◆ Testo da analizzare:
┌────────
Deviazione delle temperature e dell'altezza dell'oceano durante il picco de El Niño nel 2009-2010 - da NASA

Deviazione delle temperature e dell'altezza dell'oceano durante il picco de El Niño nel 2009-2010 - da NASA

La NASA non studia solo lo spazio, ma anche la Terra, il suo clima e la meteorologia.
Per questo alcuni ricercatori stanno studiando da anni El Niño, il fenomeno climatico periodico che provoca inondazioni o siccità nei paesi dell’area Pacifica equatoriale.

Lee Tong, del NASA Jet Propulsion Laboratory di Pasadena, in California, e Michael McPhaden del NOAA Pacific Marine Environmental Laboratory, di Seattle, hanno misurato variazioni di intensità di El Niño dal 1982 e hanno scoperto che sta cambiando, aumentando d’intensità.

El Niño, detto dagli scienziati ENSO, ossia El Niño-Southern Oscillation, si verifica ogni 3-7 anni, in media cinque, ed è il risultato dell’interazione tra l’oceano e l’atmosfera. Se la superficie della parte centrale dell’Oceano Pacifico manifesta un incremento della temperatura di almeno 0,5 °C rispetto alla media stagionale per un periodo di tempo non inferiore ai 5 mesi abbiamo El Niño, se al contrario la temperatura è inferiore di almeno 0,5 °C nello lo stesso periodo si è in presenza della Niña, ossia il fenomeno opposto.
Questi fenomeni così modificano la circolazione dei venti e delle precipitazioni.

El Niño influenza anche negativamente il movimento verso l’alto delle acque fredde profonde, ricche del plancton che è cibo per i pesci, causando la diminuzione della fauna ittica su cui si basa l’economia di alcune popolazioni sudamericane.

Il fatto che El Niño sia più vigoroso potrebbe aver causato l’incremento delle temperature delle acque tropicali dell’oceano Pacifico, ma secondo i ricercatori il mutamento del El Niño sarebbe un effetto del riscaldamento globale.

Ma, a parte alluvioni, uragani e tornadi oppure siccità per alcune zone, perché la cosa dovrebbe interessarci? Innanzitutto perché “L’impatto di El Niño su modelli climatici a livello mondiale è diverso se il riscaldamento dell’oceano si verifica principalmente nel Pacifico centrale, al posto del Pacifico orientale” sostiene  Michael McPhaden. Questo significherebbe dover modificare tutte le previsioni climatiche stilate in questi anni, che si basavano su di un Niño che non è più.
└────────
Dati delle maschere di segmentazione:
┌────────
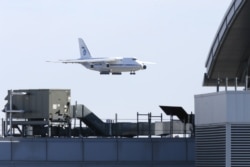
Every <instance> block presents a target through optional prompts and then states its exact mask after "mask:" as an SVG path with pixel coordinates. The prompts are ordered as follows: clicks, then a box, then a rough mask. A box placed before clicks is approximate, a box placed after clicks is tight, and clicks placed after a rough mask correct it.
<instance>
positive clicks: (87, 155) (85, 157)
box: [83, 139, 117, 161]
mask: <svg viewBox="0 0 250 167" xmlns="http://www.w3.org/2000/svg"><path fill="white" fill-rule="evenodd" d="M83 155H84V160H85V161H116V160H117V142H114V141H113V140H105V139H103V140H97V141H96V140H95V141H93V140H92V141H91V140H89V141H86V142H84V153H83Z"/></svg>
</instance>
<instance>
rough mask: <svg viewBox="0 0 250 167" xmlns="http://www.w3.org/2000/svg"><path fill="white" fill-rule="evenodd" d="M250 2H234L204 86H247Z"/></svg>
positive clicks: (231, 5)
mask: <svg viewBox="0 0 250 167" xmlns="http://www.w3.org/2000/svg"><path fill="white" fill-rule="evenodd" d="M249 37H250V1H247V0H234V1H232V3H231V5H230V7H229V9H228V11H227V12H226V15H225V17H224V19H223V20H222V23H221V25H220V27H219V30H218V32H217V34H216V36H215V39H214V41H213V44H212V46H211V49H210V52H209V55H208V58H207V61H206V65H205V66H206V68H207V71H206V73H205V75H204V80H203V86H216V85H217V83H218V79H220V85H225V84H226V83H225V80H226V78H228V79H229V80H228V86H234V85H235V79H236V78H237V85H238V86H244V85H245V78H246V76H248V75H249V72H250V71H249V70H250V38H249Z"/></svg>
└────────
◆ Obiettivo dell'esercizio: Ricopia fedelmente dal testo su El Niño tutto ciò che va dalle parole "El Niño influenza" giù fino alle parole "del riscaldamento globale.".

◆ Soluzione scritta:
El Niño influenza anche negativamente il movimento verso l’alto delle acque fredde profonde, ricche del plancton che è cibo per i pesci, causando la diminuzione della fauna ittica su cui si basa l’economia di alcune popolazioni sudamericane.

Il fatto che El Niño sia più vigoroso potrebbe aver causato l’incremento delle temperature delle acque tropicali dell’oceano Pacifico, ma secondo i ricercatori il mutamento del El Niño sarebbe un effetto del riscaldamento globale.